◆ TEXT PROVIDED ◆
Children who lost a family member as a result of a mine/Explosive Ordnance blast, or who were living in a family with an adult survivor, also faced considerable challenges from the loss or impairment of the care giver or the household breadwinner. Educational opportunities were lost due to the burden of school fees or the child’s need to work to support family income.
Blast and fragmentation traumatic injuries to children survivors subjected them enduring lifelong difficulties accessing education, livelihood opportunities and, like many vulnerable children with disabilities, were subjected to violence, abuse and exploitation.
Most children who survived a mine or other explosive ordnance accident suffered terrible injuries that affected them permanently. Permanent injuries became a barrier and insecurity to everyday activities like walking to school, visiting friends, going to market, looking after animals, swimming in the river and playing sports. Majority with permanent injuries living in rural settlement gave up hope for their future, stopped playing with friends and going to school.
Equally, adversely affected are children of adult victims or survivors of landmines or explosive ordnance.
Dysfunctional environments undermine the capabilities of people with disabilities and adversely impact on their, as well as their families’ ability to live full and productive lives. Most of the children survivors or children of adult survivors and victims are now adults between 20 and 40 years of age.
Suffering amputation designated explosive ordnance survivors persons with disabilities. In reality, a lot of disabled people do not have the opportunity to get the appropriate education, due to poverty and illiteracy in their family. The free benefits do not reach the villages because children are not registered after birth and the families do not know they are entitled to government provisions. Also, children will be sent away from schools because the school cannot provide the care needed and parents don’t know how to ask for special education or where else to go to. Children who do get enrolled in the normal schools are often neglected and are sitting in the back of the class without a possibility to learn at their own speed. Again, parents are not raising their voice to change this, because they risk being sent away. Equally, only 9% of disabled children in Uganda enrol in primary school and of those 94% dropout because of inaccessible premises and negative attitudes of teachers.
As a result, Uganda’s disabled children are falling far behind their peers, setting them up for lives of exclusion and poverty and running contrary to the rights guaranteed to them in the Convention on the Rights of People with Disabilities, of which Uganda is a signatory.
Loss a limb an infant, five (5) years old going to fetch water at the well. After successful surgery and other medical rehabilitation, was able to walk with the help of artificial limb provided by the Hospital.
Parents took her to boarding school because they desired quality education for her. Recently completed Uganda Certificate of Education (U.C.E) at Koro Secondary School. Currently home helping family in the garden during this pandemic. Desire to join a vocational skills training in order to learn a trade that will provide occupation for future.
Growing up with limb loss was not so discomfiting in terms of her social life since her families, peers at school and community wholly accepted her the way she was. She is hoping that she will be able to continue living positive even as she prepares to encounter uncharted territories entering adulthood. Disability and segregation she never had to face but has heard persons with disabilities express pain of discrimination.

◆ STORED DATA ◆
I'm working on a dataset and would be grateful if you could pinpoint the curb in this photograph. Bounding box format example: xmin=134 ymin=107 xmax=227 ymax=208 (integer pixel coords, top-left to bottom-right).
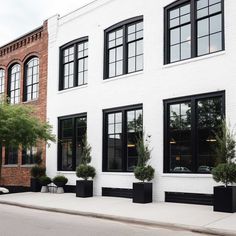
xmin=0 ymin=200 xmax=236 ymax=236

◆ WHAT THE TASK ASKS ◆
Quote the passage on child survivors of explosive ordnance word for word, starting at "Blast and fragmentation" and ending at "abuse and exploitation.".

◆ COMPLETED TASK ◆
Blast and fragmentation traumatic injuries to children survivors subjected them enduring lifelong difficulties accessing education, livelihood opportunities and, like many vulnerable children with disabilities, were subjected to violence, abuse and exploitation.